> What is expected
Nothing but the lines from the line with "In this exercise you will mark every instance of the blue" through the end of the data is to be copied, and each is to be copied exactly.

[Items from a dataset]

___

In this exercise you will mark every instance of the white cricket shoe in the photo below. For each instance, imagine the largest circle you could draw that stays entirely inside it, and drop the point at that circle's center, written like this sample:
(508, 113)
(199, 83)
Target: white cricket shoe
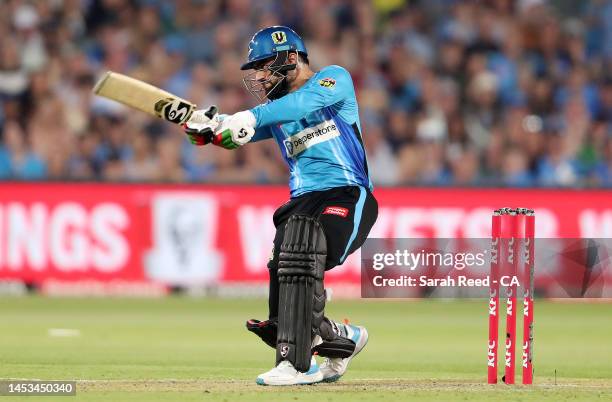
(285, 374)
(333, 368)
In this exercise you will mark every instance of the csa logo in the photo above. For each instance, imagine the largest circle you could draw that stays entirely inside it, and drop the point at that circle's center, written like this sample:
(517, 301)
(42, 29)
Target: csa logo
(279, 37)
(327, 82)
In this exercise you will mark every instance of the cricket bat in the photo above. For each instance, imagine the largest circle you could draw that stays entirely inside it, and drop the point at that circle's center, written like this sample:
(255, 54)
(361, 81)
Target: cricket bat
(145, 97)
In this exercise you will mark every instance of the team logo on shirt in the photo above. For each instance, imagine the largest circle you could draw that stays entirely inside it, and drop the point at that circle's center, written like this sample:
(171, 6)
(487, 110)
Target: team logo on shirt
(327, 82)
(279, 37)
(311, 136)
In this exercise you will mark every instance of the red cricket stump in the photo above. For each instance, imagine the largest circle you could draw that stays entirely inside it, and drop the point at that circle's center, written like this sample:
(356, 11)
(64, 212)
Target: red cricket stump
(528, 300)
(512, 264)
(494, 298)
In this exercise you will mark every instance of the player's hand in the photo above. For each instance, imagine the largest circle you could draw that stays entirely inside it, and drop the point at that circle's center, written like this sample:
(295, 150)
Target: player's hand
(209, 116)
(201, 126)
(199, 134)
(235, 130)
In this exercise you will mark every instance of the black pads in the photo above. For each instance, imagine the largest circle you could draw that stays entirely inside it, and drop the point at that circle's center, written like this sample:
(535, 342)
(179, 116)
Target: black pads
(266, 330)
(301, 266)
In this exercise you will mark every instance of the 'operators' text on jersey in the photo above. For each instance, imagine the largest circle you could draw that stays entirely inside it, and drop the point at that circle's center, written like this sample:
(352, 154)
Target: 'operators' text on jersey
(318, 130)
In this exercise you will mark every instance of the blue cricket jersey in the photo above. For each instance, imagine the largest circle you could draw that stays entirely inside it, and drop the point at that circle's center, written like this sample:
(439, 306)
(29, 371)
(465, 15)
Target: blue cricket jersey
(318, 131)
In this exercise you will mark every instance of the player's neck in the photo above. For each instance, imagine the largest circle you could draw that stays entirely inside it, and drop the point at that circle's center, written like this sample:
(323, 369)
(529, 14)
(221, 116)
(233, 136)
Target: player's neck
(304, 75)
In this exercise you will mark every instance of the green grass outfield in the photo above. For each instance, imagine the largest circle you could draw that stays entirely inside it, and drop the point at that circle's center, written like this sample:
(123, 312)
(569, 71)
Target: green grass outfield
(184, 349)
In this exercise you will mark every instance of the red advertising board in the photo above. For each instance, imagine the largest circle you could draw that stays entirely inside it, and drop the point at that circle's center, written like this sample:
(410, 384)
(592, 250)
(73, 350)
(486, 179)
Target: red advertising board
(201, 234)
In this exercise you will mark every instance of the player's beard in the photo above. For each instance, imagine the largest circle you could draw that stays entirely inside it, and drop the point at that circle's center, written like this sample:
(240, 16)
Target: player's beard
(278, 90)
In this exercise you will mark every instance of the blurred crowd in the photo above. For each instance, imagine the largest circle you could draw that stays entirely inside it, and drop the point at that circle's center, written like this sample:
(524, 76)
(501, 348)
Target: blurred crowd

___

> Exercise response
In this exercise you will mark every instance of the blue cricket jersey in the photo above. For each instance, imagine the largest circle you could draw that stays entirely inside it, and drop the point at that circle's center, written like this sample:
(439, 306)
(29, 371)
(465, 15)
Target: blue cricket jersey
(318, 131)
In this exercise you will mark every instance of the player's neck in the photo above. For each instance, imagine the largest circle you could draw that stays entirely inside it, and drop the point at that circle's center, written like this sample:
(323, 369)
(529, 14)
(221, 116)
(233, 136)
Target: player's neck
(304, 75)
In this exercise you will mark every instance of the green grass outfield in the photo above. For each instance, imagine the largest circle you could draw that stays entirely inside it, and drop the point at that circle's center, written like this sample:
(123, 312)
(569, 71)
Target: green grass outfield
(184, 349)
In this exercise you will mark every instance of the red advertising board in the photo above. For each instance, imagine the largest circle you could draw that stays entirely inside it, and drop the point at that circle's center, written like this sample:
(410, 384)
(592, 250)
(73, 350)
(486, 179)
Target: red advertising board
(201, 234)
In this exercise you will mark every instance of the player's beard in the photo above. For each instance, imagine the largest circle you could draw that stays entirely inside it, and drop the point at that circle's center, written like this sample:
(240, 16)
Target: player's beard
(278, 90)
In this exercise you will mark every instance of the blurred crowd in the photo above. For each instance, imagine the largest circle you could draw that stays entirely inside it, and drop the point at that circle's center, written like this sample:
(524, 76)
(501, 348)
Target: blurred crowd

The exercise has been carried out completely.